··· Quoted passage
PenFed had a laptop infected with malware that permitted unauthorized access to a database containing personal data of certain members. The security breach appeared to only affect PenFed members with credit cards. Fatwallet members with Amex and Visa credit cards reported being issued new credit cards with new numbers. Letters to affected members were supposedly sent on January 4th.
New Hampshire is one of the states that require financial institutions to notify the state attorney general of security breaches that affect any of the state's residents.
Here's the PenFed's letter at the New Hampshire state website. It also included a template of the letter that was sent to certain members. Here's an excerpt of this letter:
PenFed discovered on or about December 12, 2010 that a laptop had been infected with malware that permitted unauthorized access to a database containing names, addresses, Social Security numbers, PenFed account numbers, credit card numbers, and/or debit card numbers for PenFed members, joint owners, former members, employees and beneficiaries. The incident affected approximately 514 New Hampshire residents.
Once PenFed discovered the unauthorized code, PenFed took immediate action to eliminate it. PenFed has identified the means by which the information was accessed and has taken appropriate steps to prevent this from recurring.
······
··· Provided information
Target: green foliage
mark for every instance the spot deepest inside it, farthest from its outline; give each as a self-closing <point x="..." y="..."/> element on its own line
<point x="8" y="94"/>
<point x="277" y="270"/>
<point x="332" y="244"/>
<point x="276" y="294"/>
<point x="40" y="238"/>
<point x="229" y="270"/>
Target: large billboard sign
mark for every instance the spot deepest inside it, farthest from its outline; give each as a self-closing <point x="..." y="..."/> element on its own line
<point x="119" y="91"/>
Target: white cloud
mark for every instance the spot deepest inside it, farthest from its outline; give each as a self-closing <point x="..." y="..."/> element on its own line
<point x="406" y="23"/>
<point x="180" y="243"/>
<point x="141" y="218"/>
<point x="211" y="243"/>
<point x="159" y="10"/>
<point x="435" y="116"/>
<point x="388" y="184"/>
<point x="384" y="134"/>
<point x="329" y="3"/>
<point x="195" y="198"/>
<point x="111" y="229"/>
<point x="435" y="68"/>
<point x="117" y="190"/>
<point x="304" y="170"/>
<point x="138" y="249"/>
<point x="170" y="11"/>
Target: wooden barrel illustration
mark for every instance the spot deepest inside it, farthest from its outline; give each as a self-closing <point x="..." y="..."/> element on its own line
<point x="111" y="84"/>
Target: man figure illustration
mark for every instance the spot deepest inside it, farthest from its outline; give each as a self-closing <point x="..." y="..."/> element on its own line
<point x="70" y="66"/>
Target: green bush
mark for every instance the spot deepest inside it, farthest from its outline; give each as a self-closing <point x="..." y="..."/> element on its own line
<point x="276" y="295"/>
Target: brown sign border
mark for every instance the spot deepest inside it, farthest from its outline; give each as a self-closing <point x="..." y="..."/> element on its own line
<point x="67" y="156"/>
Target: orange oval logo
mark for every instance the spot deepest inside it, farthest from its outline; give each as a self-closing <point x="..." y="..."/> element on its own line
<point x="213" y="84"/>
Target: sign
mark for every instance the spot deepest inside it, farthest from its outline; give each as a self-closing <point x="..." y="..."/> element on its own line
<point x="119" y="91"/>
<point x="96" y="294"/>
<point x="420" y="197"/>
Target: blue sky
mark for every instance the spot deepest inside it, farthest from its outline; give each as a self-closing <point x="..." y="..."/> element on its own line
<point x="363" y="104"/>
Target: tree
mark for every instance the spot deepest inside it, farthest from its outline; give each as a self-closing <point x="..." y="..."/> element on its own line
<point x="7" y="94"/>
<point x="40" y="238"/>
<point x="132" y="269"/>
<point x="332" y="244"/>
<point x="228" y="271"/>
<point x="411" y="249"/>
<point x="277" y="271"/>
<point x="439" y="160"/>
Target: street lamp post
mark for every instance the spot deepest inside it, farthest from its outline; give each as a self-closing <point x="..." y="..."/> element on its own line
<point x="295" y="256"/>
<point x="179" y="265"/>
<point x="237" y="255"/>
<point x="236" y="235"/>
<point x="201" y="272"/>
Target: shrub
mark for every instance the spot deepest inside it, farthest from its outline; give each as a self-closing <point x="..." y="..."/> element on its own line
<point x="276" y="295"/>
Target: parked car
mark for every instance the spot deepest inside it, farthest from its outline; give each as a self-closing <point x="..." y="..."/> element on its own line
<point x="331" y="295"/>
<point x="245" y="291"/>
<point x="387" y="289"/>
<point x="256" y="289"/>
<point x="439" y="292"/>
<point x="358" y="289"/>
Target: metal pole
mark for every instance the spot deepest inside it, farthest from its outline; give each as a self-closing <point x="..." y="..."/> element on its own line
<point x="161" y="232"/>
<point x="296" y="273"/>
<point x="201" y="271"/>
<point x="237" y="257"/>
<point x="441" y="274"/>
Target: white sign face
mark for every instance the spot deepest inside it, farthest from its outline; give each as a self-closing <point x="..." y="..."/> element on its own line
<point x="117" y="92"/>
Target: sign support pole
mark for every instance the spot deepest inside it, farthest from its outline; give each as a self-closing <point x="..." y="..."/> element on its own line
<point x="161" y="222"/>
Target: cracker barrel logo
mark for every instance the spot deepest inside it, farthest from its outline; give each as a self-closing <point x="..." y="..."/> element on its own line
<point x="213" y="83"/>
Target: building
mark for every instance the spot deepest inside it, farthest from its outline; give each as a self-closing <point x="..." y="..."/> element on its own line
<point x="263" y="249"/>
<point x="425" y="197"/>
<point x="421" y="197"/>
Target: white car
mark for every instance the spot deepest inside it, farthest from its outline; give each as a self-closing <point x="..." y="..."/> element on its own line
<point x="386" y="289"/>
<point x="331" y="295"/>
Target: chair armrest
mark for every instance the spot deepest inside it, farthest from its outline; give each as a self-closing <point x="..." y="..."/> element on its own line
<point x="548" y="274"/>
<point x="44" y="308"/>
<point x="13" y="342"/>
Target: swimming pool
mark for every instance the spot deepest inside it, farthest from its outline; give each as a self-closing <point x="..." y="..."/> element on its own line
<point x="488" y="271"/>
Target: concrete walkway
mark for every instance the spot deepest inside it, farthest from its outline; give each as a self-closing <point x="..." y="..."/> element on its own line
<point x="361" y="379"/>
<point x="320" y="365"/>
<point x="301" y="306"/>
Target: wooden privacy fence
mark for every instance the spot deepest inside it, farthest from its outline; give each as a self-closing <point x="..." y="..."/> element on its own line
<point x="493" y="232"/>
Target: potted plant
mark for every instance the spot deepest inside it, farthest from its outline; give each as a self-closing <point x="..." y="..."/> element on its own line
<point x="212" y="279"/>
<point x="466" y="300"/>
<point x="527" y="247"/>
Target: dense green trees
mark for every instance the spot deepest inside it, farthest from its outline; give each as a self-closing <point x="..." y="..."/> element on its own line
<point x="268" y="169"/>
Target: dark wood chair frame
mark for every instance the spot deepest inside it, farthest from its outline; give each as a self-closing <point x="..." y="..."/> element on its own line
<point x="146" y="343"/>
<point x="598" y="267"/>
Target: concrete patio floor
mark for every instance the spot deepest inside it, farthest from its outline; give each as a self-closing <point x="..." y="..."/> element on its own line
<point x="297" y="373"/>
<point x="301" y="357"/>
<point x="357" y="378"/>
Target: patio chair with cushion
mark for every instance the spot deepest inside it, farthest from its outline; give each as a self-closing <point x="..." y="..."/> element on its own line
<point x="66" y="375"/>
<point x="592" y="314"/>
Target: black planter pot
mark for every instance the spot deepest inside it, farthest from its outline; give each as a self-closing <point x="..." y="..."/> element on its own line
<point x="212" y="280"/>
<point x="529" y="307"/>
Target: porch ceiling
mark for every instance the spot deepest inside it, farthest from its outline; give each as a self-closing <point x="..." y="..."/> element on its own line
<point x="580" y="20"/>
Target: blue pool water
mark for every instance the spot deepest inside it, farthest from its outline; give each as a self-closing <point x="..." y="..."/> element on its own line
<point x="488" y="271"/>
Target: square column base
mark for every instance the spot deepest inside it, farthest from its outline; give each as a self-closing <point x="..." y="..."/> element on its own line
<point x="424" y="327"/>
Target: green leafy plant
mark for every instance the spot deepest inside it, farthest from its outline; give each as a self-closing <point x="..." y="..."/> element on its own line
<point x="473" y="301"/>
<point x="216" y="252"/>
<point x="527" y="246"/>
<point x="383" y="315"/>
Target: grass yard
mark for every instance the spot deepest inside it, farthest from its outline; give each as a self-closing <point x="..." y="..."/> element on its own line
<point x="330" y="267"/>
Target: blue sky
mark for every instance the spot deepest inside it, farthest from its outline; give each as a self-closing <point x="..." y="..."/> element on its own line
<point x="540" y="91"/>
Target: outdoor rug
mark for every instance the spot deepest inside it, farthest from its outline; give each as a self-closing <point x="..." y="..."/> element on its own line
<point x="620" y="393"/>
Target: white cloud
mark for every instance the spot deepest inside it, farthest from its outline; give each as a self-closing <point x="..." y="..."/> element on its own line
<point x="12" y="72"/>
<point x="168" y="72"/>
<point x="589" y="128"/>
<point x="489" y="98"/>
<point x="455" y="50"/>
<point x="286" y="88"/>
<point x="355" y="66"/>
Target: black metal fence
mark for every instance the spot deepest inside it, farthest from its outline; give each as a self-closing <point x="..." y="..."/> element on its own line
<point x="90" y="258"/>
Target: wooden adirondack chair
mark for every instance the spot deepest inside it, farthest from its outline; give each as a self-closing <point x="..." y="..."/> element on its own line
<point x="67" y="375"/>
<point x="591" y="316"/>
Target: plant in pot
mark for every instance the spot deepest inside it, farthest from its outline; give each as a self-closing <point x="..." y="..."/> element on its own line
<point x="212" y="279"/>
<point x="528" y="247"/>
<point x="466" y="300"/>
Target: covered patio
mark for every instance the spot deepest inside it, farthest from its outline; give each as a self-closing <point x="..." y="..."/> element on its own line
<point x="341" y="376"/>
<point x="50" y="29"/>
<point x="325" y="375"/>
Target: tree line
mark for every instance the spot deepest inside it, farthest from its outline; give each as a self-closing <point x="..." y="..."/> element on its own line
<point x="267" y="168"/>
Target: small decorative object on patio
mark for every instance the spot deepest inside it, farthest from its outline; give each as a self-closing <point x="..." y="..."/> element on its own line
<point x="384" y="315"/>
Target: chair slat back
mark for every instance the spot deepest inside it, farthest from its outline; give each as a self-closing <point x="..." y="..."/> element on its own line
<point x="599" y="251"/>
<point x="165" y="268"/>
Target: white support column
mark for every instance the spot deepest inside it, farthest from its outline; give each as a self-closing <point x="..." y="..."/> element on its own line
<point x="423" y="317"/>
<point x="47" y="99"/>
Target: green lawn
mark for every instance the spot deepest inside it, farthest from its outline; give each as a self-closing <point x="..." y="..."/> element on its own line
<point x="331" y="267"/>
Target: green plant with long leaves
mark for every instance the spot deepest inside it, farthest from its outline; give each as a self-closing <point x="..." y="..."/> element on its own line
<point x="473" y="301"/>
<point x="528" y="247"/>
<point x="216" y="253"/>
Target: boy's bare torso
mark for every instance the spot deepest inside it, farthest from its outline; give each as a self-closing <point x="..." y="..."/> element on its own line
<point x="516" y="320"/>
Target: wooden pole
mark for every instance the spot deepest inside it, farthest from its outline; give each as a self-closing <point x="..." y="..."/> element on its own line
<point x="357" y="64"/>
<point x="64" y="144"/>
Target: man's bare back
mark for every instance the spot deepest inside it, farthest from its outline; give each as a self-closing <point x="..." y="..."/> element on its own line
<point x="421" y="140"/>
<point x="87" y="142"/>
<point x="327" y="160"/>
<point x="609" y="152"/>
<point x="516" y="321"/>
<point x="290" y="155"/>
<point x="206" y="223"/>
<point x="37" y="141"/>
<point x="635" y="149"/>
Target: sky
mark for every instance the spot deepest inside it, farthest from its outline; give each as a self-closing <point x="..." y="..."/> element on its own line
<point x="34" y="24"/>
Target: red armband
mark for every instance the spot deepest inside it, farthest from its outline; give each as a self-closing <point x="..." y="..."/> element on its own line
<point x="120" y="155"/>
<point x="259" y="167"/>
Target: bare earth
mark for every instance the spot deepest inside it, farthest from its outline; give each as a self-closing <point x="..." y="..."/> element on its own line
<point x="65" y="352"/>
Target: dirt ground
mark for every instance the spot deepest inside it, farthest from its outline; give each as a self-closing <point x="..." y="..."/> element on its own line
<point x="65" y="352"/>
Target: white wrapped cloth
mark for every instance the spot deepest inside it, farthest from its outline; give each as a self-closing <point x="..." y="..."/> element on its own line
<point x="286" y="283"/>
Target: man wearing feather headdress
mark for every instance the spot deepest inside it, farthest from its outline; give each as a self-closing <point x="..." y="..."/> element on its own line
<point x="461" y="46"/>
······
### Using the information
A - Summarize the text on the PenFed security breach in two sentences.
B - Write the next part of the text on the PenFed security breach, picking up after its final sentence.

### Results for each task
A - PenFed found that malware on a laptop had allowed unauthorized access to a database of personal data, including names, addresses, Social Security numbers, and account and card numbers, and the breach appeared to affect only members with credit cards. New Hampshire requires financial institutions to report breaches affecting its residents to the state attorney general, and PenFed's letter, posted on the state website, says about 514 New Hampshire residents were affected and that PenFed removed the code and took steps to prevent a recurrence.

B -
To date, PenFed has no indication that the personal information of affected individuals involved in this incident has been misused.
PenFed will promptly notify affected individuals of the incident by sending notices via first-class mail on or about Tuesday, January 4, 2011.
As is common when there are breaches like this, PenFed is offering two years of free access to a credit monitoring service.
This is one of the risks of having accounts at multiple banks and credit unions. Each additional account at an institution increases the chance that your personal information could be exposed to criminals.
Also, it's a reason why I don't like giving institutions the social security numbers of my beneficiaries. Sometimes banks or credit unions only require names of the beneficiaries when you want to include them on the payable-on-death list for a deposit account. However, I've experienced some that have required the social security numbers.